* _Written exercise_
Copy out the entries in full and with complete accuracy; pictures are excluded.

>> BEGIN Given records

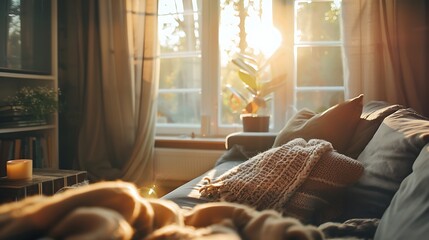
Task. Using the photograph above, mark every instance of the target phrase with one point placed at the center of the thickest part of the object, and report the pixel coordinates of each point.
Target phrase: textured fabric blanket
(115, 210)
(269, 180)
(304, 180)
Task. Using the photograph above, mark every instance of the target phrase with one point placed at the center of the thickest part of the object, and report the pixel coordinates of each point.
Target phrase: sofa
(354, 171)
(387, 198)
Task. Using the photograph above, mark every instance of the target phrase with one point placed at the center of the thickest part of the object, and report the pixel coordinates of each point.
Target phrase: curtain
(386, 51)
(114, 64)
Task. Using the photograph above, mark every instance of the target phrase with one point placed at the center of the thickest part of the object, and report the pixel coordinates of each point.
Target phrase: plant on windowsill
(37, 104)
(258, 86)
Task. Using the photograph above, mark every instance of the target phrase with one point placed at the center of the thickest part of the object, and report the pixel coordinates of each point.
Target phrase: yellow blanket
(115, 210)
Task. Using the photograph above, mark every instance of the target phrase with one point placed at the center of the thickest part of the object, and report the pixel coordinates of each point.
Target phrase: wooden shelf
(26, 129)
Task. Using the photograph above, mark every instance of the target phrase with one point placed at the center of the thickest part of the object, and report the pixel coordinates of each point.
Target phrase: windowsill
(185, 142)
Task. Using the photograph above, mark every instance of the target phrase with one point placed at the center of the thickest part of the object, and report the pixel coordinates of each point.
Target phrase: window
(198, 39)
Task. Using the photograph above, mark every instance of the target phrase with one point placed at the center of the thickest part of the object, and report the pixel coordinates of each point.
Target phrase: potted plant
(39, 103)
(258, 85)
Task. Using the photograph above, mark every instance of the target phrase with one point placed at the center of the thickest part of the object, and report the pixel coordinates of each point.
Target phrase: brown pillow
(373, 114)
(335, 125)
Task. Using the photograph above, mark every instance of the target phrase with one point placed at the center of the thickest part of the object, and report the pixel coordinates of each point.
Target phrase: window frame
(283, 12)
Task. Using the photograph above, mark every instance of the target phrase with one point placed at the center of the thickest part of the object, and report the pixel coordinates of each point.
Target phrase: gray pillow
(407, 216)
(387, 159)
(335, 125)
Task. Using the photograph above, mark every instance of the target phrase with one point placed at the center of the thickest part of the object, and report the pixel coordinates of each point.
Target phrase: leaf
(251, 107)
(236, 93)
(249, 80)
(239, 62)
(273, 85)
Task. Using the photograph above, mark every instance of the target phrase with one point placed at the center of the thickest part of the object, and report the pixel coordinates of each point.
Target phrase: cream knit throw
(269, 180)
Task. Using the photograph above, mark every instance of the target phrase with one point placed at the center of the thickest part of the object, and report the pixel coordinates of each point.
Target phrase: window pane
(319, 66)
(179, 108)
(179, 73)
(178, 6)
(319, 100)
(179, 33)
(317, 21)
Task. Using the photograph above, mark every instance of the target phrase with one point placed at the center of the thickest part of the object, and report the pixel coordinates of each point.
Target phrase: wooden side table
(44, 182)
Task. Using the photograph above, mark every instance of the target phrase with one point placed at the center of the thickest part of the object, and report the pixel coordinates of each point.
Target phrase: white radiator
(182, 165)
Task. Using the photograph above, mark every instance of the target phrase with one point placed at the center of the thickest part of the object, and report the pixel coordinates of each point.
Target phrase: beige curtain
(386, 50)
(116, 140)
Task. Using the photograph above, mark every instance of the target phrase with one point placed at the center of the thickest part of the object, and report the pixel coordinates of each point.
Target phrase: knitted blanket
(115, 210)
(270, 179)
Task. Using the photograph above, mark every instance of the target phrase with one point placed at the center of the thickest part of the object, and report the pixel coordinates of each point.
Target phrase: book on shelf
(44, 182)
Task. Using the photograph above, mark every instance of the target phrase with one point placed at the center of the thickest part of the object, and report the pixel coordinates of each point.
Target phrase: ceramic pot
(255, 123)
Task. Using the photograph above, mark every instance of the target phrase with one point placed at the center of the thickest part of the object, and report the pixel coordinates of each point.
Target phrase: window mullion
(210, 66)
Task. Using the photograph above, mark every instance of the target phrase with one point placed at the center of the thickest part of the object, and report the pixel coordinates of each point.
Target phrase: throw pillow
(373, 114)
(297, 179)
(407, 217)
(335, 125)
(388, 159)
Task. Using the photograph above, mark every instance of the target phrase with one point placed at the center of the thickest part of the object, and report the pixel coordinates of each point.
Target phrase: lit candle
(19, 169)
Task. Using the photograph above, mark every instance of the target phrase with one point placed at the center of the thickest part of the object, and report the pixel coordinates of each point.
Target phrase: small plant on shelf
(39, 102)
(258, 85)
(253, 96)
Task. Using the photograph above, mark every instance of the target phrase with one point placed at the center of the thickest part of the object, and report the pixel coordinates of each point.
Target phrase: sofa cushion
(298, 179)
(335, 125)
(407, 216)
(373, 114)
(388, 159)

>> END Given records

* _Response to this task_
Task. Using the photograph above, mark every instance of the target phrase with one point placed at the center of the thickest part of the object, and report the pixel coordinates of each point.
Target phrase: textured fabric blanket
(115, 210)
(269, 180)
(304, 180)
Task. Using the photograph above, mark every instance of the target phrase with one point placed at the center of the thickest part of the object, and report the pixel coordinates of each point.
Target phrase: sofa
(354, 171)
(387, 198)
Task. Using the photograph above, mark every instance of the target phrase with one point placed at the center of the thickest part of the object, and report the pixel coordinates of each point.
Target phrase: curtain
(386, 51)
(114, 64)
Task. Using the photograph above, mark every instance of the target phrase with one point placed at the center of the thickest part of the object, and report the pixel coordinates of each point.
Target phrase: plant on windowsill
(37, 104)
(258, 86)
Task. Using the photograph above, mark every instance of the target phrase with one point placed at the center of the thickest part of the object, and report the pixel coordinates of each point.
Target phrase: yellow blanket
(115, 210)
Task. Using the photograph above, mark every instance of the target phrase with one point placed at the center of the thickest part of the object, and report the pixel coordinates of each point.
Target phrase: wooden shelf
(26, 129)
Task. Using the photograph above, mark every instance of the target phrase with one point placed at the center of the thickest part of the object, and report the pixel coordinates of each point.
Target phrase: windowsill
(185, 142)
Task. Using the photograph above, mark every instance of the target phrase with one point placed at the center of the thickest part of the object, and report the pixel coordinates of each point.
Target phrase: window
(198, 39)
Task. Using the photograph above, mark every instance of the target phrase with one point placed at the center of the thickest part of the object, and report the pixel coordinates of each point.
Target phrase: potted plant
(39, 103)
(258, 85)
Task. Using the photograph above, mark every instance of the target phrase with one point placed at the center of the thickest part of the object, and report the pixel coordinates of each point.
Target phrase: brown pillow
(373, 114)
(335, 125)
Task. Using the photograph above, mark every instance of the target phrase with one point placed at the center of the thickest part of the object, and report the pixel coordinates of each point.
Target phrase: window frame
(283, 12)
Task. Using the photograph above, mark every instance of the target phrase with one point placed at the center of the thickest part of the object, and report the pixel coordinates of each point.
Target phrase: gray pillow
(407, 216)
(387, 159)
(335, 125)
Task. Using the photograph above, mark every instance of the target phrase with one point placed at the center of the thickest part of the object, and report the pixel coordinates of each point.
Target phrase: leaf
(251, 107)
(236, 93)
(249, 80)
(239, 62)
(273, 85)
Task. Using the photograph above, mark every instance of the target phrase with one point placed at the center of the thickest part of the object, and report the pixel coordinates of each point.
Target phrase: cream knit throw
(269, 180)
Task. Using the photograph above, mark every instance of the target phrase with one point placed at the center of the thickest part of the object, and report the pixel coordinates of each point.
Target phrase: window pane
(319, 66)
(179, 108)
(179, 73)
(178, 6)
(319, 100)
(179, 33)
(317, 21)
Task. Using the photograph above, mark every instance of the target phrase with one point placed at the center of the thickest part of the object, and report the pixel coordinates of each point.
Target phrase: wooden side table
(44, 182)
Task. Using the photograph above, mark every instance of the target phrase with one point placed at the center of the thickest part of the object, and report the pixel coordinates of each point.
Target phrase: white radiator
(182, 165)
Task. Using the photograph above, mark every instance of the target phrase with one point placed at the center of the thickest part of the object, and report the pixel coordinates of each point.
Target phrase: beige curtain
(386, 50)
(116, 140)
Task. Using the photograph above, mark every instance of the target phrase with one point placed at the center of the thickest part of the object, and report the pixel coordinates of each point.
Target phrase: knitted blanket
(115, 210)
(270, 179)
Task. Using the photograph above, mark every instance of the target phrase with one point placed at the center of the thickest part of the object, and report the pixel coordinates of each point.
Target phrase: book on shelf
(44, 182)
Task. Using the photograph above, mark every instance of the target phrase with one point placed at the center of the thickest part of the object, and report the pixel coordinates of each point.
Target phrase: ceramic pot
(255, 123)
Task. Using the photograph above, mark every instance of the target phrase with one point placed at the center of the thickest part of the object, and report the pixel coordinates of each point.
Target phrase: window mullion
(210, 66)
Task. Using the photograph above, mark every instance of the target phrase with one point placed at the center of the thickest part of the object, and report the pixel coordinates of each point.
Target phrase: throw pillow
(373, 114)
(297, 179)
(407, 217)
(335, 125)
(388, 159)
Task. Using the photograph above, mark every instance of the target phrase with one point placed at the center of the thickest part of the object, and report the pixel coordinates of each point.
Target phrase: lit candle
(19, 169)
Task. Using the photograph above, mark every instance of the target phrase with one point placed at the center of the thickest part of the object, and report the pixel coordinates of each point.
Target phrase: small plant on shelf
(39, 102)
(258, 85)
(253, 96)
Task. Using the photograph above, mark every instance of the target phrase with one point placed at the center of the thickest part of the object, and report the pixel coordinates of each point.
Target phrase: sofa cushion
(298, 179)
(335, 125)
(407, 216)
(373, 114)
(388, 159)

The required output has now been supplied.